Exercise requirements -
(1) In the article on Saint Paul's children's savings program, rewrite everything from "Universal Children's Savings" down to "Manager Ikram Koliso.", replacing "Saint Paul" with "St. Paul".
(2) Answer these questions from the article on Saint Paul's children's savings program:
(a) On what date did Mayor Melvin Carter announce the program?
(b) How many members served on the task force?
(c) How much is the seed deposit each child will receive?
(3) Summarize the article on Saint Paul's children's savings program in two sentences.

Universal Children's Savings Program Set to Launch in Saint Paul Next Year
At his State of the City address on March 14, Saint Paul (MN) Mayor Melvin Carter announced a universal, at-birth Children’s Savings Account (CSA) program set to launch next year—College Bound Saint Paul. This announcement marked a tangible step toward achieving Carter’s promise of creating CSAs for every Saint Paul child. And it came after months of work in an “inclusive, community-owned” program design process, according to CSA Program Manager Ikram Koliso.
Koliso, who worked as a policy associate in the mayor’s office before starting her current role, supported a 31-member task force charged with creating a recommendations report outlining an ideal design for the CSA program. Prosperity Now staff members served as advisers to the task force. Koliso said that the task force was designed to be as inclusive as possible.
“The first thing we did, before we even started thinking about putting together a task force, was convene different groups of stakeholders that have a potential touchpoint with the program,” she said. “For example, we convened hospitals and birth centers, but not just large birth centers. We included standalone birth centers and doulas. We talked to people who work with mothers who are incarcerated. We had a rich, diverse group within each group of stakeholders.”
Most members of the task force were women, people of color and/or Indigenous. When the mayor’s staff finalized the subcommittee structure, they kept that focus on inclusion. For example, the Funds and Fundraising subcommittee—which developed recommendations on the account platform and potential funding sources—included representatives from various backgrounds.
“The subcommittee working on the account product wasn’t just a bunch of bankers,” she said. “We had someone from one of our Indigenous community foundations [the Tiwahe Foundation], we had someone from the Saint Paul schools, we had someone from Junior Achievement. We brought in perspectives that the bankers alone wouldn’t have brought.”
“CLUES [Comunidades Latinas Unidas en Servicio] provides a lot of services for our Latinx community,” Koliso added. “We wanted to have a couple people from CLUES, not just on the executive committee, but also on the different subcommittees.”
She emphasized that the task force’s efforts will help alleviate a roadblock for some children to access the CSA program. Although the program will automatically enroll many children who are born in Saint Paul, children who move to Saint Paul before turning six will need their parents or caregivers to sign up for the program. Various community-based organizations in Saint Paul will encourage families who fall into this category to sign up for the program.
“All of the organizations in the task force have a touchpoint with families and children,” Koliso said. “They helped us think creatively about how to reach out to those families who will have to opt in. The Community and Institutional Partnerships subcommittee explored how we can partner with existing organizations. The task force knows what the touchpoints are for kids and families. Without having them at the table, we wouldn’t have known that.”
The task force developed a landscape analysis of organizations and institutions that interact with parents and caregivers of young children. These organizations will act as ambassadors and champions of the program. Koliso advised city-level officials interested in setting up CSA programs to replicate Saint Paul’s efforts to bring many stakeholders together.
“That makes everything easier because we built in champions from the start,” she said. “We don’t have to build relationships when the program launches, because that’s already been done. We created a wide network of people who can lift up the program.”
College Bound Saint Paul will launch for all city newborns on January 1, 2020, with a $50 seed deposit for every child.

Records shown -
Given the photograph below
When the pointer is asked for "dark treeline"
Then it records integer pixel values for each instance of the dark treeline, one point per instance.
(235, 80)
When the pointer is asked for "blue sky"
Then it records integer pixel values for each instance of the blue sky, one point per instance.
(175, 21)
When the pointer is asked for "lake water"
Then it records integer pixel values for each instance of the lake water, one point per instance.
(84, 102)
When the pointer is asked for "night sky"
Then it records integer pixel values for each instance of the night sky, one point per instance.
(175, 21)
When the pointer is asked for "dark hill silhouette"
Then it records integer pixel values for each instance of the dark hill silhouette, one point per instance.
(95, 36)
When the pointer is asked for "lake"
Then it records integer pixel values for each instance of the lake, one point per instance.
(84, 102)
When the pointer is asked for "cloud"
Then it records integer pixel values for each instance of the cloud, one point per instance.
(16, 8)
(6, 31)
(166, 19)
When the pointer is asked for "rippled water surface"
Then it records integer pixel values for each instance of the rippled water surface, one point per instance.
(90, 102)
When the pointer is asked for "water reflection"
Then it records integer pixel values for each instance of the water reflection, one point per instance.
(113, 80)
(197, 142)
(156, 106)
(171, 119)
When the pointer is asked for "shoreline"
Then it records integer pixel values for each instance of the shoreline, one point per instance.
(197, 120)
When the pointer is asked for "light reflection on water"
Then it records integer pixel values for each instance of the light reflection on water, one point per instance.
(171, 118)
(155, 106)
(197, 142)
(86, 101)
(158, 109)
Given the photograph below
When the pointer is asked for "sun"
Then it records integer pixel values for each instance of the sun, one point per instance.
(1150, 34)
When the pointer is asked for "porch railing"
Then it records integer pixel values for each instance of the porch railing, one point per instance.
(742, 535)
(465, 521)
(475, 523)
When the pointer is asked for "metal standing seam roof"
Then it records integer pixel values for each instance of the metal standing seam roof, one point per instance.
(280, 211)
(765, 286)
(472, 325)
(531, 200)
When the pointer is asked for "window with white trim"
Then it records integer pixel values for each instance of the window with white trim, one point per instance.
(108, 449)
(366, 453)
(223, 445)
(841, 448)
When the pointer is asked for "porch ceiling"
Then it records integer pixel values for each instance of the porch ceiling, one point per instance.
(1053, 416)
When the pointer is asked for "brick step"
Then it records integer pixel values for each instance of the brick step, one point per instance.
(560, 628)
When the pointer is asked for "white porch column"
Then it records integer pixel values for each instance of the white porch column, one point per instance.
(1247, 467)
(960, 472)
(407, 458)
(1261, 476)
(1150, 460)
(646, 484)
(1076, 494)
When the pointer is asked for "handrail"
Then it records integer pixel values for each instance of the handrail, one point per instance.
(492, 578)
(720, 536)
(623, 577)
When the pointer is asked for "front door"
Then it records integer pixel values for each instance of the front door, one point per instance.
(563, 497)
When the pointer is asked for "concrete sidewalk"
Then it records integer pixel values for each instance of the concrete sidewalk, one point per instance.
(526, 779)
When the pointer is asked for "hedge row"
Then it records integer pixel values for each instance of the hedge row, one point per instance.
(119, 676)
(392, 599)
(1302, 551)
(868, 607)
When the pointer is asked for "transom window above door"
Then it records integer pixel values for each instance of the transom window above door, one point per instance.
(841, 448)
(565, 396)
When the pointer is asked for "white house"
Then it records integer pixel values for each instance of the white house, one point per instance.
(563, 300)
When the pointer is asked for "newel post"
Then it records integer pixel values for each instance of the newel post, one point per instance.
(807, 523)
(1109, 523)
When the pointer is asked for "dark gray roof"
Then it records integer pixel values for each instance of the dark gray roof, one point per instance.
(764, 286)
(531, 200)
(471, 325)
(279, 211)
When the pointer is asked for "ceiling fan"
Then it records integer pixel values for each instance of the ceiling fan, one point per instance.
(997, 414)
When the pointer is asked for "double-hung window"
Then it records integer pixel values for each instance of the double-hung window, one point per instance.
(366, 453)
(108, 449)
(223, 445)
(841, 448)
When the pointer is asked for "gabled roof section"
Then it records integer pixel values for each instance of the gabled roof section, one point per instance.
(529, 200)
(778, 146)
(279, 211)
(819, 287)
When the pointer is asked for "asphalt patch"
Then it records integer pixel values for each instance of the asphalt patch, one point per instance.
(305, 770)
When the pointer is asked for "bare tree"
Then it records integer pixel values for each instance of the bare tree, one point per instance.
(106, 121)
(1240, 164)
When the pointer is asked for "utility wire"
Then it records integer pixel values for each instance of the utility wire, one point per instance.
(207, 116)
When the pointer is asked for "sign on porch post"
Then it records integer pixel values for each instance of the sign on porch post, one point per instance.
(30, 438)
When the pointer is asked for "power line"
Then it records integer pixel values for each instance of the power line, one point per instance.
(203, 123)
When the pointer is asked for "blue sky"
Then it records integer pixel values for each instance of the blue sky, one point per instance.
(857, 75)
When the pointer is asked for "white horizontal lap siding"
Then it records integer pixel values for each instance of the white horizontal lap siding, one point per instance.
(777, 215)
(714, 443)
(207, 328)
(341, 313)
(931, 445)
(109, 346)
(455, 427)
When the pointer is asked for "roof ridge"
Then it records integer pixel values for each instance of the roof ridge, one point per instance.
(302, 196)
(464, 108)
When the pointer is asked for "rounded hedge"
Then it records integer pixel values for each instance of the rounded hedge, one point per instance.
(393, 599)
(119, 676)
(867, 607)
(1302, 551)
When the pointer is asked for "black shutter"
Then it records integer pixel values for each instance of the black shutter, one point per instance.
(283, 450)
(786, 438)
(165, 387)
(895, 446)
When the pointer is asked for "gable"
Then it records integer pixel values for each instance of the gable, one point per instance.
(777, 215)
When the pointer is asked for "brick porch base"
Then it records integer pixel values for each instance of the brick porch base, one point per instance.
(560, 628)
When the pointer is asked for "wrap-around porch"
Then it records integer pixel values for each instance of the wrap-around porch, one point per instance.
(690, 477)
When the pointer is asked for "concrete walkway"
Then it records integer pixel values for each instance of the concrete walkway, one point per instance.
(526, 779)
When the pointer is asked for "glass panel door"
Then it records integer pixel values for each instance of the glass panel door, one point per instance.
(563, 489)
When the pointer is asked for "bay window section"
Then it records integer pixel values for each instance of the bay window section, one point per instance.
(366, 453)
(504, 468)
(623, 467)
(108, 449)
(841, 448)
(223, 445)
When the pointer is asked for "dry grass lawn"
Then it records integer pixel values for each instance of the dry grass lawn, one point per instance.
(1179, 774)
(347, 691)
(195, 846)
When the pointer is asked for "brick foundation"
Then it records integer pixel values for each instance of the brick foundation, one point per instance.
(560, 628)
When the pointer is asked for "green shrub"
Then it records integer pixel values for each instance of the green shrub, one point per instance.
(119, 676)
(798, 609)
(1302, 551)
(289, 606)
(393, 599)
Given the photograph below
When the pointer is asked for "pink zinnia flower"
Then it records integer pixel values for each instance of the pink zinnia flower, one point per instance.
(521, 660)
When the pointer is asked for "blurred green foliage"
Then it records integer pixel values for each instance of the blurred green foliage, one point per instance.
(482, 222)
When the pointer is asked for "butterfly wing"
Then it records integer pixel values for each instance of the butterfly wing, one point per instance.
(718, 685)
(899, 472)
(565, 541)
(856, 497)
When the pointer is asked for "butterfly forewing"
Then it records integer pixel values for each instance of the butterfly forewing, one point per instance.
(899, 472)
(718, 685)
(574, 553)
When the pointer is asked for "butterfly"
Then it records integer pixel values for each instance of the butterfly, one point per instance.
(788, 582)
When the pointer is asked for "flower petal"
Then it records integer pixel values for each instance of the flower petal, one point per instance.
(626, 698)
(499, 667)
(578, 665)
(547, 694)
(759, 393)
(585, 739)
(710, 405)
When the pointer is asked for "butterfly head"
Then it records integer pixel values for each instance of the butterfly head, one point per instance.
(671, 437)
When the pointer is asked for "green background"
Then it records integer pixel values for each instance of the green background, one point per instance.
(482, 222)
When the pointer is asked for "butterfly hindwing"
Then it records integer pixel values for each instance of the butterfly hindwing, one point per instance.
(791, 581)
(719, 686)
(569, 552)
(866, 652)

Answers for each item -
(1)
Universal Children's Savings Program Set to Launch in St. Paul Next Year
At his State of the City address on March 14, St. Paul (MN) Mayor Melvin Carter announced a universal, at-birth Children’s Savings Account (CSA) program set to launch next year—College Bound St. Paul. This announcement marked a tangible step toward achieving Carter’s promise of creating CSAs for every St. Paul child. And it came after months of work in an “inclusive, community-owned” program design process, according to CSA Program Manager Ikram Koliso.

(2)
(a) March 14
(b) 31
(c) $50

(3) Saint Paul Mayor Melvin Carter announced College Bound Saint Paul, a universal, at-birth Children's Savings Account program that will launch for all city newborns on January 1, 2020, with a $50 seed deposit for every child. CSA Program Manager Ikram Koliso described how a diverse 31-member task force designed the program and identified community organizations that will act as ambassadors and help reach families who must opt in.